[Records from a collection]

----------

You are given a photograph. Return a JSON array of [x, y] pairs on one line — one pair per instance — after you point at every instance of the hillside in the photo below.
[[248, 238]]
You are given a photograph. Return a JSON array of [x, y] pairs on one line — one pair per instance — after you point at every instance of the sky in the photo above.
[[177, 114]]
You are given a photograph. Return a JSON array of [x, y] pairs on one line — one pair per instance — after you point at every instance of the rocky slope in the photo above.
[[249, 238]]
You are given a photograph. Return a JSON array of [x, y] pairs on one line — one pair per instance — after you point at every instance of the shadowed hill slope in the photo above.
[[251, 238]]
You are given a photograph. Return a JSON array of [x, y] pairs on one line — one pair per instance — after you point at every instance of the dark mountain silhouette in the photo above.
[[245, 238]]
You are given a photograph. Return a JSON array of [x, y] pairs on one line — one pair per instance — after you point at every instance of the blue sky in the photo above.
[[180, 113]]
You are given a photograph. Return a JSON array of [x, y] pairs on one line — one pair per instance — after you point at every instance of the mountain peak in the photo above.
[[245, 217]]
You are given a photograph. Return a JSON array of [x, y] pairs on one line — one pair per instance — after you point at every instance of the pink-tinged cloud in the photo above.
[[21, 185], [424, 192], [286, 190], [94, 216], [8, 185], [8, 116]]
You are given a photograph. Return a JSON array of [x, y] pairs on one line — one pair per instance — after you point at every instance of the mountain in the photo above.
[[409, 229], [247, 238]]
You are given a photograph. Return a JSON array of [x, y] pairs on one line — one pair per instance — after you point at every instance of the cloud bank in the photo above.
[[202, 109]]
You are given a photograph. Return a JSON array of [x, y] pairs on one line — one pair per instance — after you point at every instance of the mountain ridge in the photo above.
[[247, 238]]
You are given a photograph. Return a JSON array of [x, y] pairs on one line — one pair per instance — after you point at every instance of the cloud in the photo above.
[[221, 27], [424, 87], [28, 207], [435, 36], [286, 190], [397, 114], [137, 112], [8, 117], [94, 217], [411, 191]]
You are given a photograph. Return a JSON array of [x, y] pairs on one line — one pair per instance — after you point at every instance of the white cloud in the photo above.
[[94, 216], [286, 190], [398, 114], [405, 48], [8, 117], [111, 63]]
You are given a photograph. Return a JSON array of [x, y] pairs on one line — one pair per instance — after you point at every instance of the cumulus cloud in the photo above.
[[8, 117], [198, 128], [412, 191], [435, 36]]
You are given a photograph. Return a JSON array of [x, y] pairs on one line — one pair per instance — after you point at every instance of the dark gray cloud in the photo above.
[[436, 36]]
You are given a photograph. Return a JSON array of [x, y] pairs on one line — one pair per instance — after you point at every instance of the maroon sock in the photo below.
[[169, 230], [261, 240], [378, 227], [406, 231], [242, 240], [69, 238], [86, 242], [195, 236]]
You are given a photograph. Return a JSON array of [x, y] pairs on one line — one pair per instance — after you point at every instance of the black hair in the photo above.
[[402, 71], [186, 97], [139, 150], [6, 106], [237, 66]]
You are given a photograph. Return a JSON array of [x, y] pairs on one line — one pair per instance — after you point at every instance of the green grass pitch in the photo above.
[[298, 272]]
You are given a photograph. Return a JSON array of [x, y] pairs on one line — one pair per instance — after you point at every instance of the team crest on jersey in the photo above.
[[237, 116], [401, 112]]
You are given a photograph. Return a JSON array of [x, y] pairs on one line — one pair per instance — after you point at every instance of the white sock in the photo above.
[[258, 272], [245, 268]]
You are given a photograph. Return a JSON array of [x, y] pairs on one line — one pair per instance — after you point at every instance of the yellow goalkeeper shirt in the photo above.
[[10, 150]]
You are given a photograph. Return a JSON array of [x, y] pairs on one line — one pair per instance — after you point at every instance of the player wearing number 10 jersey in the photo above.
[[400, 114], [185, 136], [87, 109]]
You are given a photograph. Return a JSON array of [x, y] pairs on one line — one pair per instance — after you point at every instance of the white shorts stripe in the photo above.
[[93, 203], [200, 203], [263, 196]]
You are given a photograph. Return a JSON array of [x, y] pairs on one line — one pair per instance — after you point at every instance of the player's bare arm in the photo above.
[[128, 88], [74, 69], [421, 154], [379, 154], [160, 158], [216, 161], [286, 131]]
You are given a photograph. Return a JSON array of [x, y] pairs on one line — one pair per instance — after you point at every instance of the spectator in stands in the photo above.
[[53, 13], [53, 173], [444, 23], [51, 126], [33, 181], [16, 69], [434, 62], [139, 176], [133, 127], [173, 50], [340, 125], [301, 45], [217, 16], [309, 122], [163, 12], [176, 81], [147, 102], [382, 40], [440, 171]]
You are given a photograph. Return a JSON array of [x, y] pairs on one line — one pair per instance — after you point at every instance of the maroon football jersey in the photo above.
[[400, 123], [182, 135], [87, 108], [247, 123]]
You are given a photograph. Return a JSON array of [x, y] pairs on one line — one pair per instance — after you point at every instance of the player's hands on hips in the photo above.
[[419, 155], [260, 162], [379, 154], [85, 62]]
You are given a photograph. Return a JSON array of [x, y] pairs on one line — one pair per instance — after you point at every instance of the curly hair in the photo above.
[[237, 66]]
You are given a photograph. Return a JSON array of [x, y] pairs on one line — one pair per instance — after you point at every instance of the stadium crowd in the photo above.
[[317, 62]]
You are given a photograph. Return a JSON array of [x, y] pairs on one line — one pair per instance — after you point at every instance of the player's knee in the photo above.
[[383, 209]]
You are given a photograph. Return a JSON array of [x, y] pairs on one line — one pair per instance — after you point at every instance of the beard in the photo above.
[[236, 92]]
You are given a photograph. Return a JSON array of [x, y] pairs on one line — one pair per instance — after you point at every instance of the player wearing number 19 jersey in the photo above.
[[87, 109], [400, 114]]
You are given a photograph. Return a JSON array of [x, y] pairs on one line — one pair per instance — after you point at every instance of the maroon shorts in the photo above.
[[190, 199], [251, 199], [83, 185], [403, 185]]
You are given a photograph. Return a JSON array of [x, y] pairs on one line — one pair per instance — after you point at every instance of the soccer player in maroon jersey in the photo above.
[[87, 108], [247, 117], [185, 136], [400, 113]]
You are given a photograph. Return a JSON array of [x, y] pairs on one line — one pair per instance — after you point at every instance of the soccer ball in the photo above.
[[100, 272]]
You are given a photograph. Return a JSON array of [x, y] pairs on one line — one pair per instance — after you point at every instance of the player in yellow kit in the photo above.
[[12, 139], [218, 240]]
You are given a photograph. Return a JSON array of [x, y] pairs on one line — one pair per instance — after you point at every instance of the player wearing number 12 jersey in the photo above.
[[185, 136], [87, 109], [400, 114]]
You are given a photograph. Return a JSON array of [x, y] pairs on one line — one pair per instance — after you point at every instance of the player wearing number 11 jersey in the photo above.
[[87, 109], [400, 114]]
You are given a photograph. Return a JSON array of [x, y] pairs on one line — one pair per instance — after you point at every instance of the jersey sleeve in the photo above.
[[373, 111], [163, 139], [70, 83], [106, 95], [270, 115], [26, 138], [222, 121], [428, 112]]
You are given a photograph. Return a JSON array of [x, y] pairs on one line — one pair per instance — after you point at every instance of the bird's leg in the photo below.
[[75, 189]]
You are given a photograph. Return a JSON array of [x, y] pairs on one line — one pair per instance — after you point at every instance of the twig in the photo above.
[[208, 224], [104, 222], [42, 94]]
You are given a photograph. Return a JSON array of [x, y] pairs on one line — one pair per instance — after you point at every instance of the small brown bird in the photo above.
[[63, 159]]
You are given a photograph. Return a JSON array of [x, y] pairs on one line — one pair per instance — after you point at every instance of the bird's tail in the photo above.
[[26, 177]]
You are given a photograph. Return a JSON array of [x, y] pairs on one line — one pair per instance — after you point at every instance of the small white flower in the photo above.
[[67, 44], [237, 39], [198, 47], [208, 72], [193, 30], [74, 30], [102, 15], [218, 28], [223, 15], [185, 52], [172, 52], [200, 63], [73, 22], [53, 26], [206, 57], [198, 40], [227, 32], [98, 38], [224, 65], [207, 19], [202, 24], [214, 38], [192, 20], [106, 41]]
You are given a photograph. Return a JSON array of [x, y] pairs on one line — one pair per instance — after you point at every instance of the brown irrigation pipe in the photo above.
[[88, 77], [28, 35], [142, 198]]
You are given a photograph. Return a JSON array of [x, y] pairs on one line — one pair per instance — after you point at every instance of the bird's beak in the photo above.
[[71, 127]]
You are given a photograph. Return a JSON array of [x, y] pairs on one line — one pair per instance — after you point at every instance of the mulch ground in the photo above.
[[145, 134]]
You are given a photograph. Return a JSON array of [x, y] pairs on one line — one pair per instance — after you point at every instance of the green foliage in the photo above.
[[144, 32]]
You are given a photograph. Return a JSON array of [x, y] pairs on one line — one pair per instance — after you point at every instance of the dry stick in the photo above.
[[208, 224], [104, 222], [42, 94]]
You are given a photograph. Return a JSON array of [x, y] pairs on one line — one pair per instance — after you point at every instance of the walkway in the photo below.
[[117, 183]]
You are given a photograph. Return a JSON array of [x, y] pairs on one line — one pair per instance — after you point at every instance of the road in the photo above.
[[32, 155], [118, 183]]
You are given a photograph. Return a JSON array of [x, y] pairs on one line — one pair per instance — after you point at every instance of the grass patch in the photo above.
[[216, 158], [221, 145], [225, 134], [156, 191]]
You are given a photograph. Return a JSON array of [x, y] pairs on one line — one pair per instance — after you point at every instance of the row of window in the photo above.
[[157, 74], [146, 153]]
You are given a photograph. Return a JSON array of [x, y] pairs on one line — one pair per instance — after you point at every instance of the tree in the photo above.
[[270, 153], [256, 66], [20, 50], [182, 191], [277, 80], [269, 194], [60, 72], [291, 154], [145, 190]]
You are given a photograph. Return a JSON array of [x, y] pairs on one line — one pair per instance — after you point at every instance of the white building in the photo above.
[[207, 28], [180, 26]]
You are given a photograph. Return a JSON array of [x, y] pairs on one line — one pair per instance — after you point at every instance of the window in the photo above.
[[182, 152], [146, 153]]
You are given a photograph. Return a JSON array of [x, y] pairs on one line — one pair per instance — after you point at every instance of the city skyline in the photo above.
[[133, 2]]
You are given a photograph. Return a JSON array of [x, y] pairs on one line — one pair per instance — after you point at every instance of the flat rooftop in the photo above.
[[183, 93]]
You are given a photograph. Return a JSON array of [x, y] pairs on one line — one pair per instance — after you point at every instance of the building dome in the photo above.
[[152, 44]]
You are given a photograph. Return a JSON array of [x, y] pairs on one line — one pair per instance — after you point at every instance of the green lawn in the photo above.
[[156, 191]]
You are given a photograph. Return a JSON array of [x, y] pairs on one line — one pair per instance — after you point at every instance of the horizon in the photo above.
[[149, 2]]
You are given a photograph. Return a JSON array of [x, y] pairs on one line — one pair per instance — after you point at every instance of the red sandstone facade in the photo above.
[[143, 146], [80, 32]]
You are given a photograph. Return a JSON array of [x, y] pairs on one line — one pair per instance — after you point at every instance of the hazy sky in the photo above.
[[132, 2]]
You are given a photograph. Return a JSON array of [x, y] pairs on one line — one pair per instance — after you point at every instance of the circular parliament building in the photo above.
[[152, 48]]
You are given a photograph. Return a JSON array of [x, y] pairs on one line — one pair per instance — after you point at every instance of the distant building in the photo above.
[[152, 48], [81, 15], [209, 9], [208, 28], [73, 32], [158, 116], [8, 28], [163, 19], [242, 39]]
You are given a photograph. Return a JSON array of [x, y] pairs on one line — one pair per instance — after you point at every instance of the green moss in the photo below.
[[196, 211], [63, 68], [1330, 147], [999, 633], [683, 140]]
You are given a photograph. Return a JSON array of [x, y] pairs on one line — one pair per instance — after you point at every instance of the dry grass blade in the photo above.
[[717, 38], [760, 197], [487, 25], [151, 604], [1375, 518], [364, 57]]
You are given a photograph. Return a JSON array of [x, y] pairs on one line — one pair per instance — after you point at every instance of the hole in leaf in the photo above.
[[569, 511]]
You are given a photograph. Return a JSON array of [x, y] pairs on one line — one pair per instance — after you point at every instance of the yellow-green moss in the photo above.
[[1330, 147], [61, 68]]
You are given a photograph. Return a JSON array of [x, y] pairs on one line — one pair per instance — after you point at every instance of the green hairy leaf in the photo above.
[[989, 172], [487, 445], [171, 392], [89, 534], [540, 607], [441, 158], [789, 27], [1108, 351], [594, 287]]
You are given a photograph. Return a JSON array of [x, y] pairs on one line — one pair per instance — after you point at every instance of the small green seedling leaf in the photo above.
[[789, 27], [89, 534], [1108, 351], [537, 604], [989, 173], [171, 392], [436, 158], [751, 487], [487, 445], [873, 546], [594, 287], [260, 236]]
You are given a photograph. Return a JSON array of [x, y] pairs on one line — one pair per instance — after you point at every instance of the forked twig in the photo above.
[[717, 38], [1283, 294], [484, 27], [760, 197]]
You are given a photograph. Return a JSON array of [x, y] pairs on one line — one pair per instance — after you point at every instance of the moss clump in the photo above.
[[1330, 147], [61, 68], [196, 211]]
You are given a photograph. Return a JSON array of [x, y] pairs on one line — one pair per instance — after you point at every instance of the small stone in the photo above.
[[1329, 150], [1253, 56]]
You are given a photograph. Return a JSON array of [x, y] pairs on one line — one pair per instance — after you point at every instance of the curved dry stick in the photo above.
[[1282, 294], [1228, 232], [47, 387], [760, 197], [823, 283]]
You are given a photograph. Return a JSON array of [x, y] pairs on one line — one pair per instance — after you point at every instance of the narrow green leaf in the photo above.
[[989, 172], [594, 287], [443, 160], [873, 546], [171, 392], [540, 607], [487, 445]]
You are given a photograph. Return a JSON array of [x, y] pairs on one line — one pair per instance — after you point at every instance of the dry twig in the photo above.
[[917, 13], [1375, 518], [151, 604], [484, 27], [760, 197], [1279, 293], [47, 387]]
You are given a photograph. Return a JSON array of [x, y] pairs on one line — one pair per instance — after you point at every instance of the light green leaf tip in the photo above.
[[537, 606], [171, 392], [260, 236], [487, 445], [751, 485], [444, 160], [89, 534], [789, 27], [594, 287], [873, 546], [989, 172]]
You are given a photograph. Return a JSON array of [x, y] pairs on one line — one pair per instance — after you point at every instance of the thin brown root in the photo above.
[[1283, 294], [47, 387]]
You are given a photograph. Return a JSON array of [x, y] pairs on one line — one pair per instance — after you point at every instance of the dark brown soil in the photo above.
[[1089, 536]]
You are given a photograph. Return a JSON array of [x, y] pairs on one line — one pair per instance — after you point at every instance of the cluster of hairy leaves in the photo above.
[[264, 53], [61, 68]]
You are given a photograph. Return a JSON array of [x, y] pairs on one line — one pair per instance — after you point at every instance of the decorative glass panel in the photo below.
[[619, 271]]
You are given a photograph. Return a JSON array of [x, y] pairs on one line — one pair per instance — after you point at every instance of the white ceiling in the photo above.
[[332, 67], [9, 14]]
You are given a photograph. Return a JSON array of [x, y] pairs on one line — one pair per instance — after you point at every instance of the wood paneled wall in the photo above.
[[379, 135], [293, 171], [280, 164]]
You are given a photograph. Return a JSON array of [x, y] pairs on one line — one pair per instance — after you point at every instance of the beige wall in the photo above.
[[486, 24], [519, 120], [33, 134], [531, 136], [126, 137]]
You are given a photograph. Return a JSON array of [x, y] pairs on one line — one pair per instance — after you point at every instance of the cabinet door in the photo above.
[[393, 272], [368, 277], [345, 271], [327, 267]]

----------

• _Do this_
Can you copy the material word for word, starting at its first line and ending with the line that contains "[[177, 114]]", with both of those lines included?

• _Task solution_
You are given a photograph. Return a JSON array of [x, y] pairs on one line — one pair per instance — after you point at every instance of the hillside in the photo below.
[[248, 238]]
You are given a photograph. Return a JSON array of [x, y] pairs on one line — one pair per instance — after you point at every instance of the sky in the photo above.
[[177, 114]]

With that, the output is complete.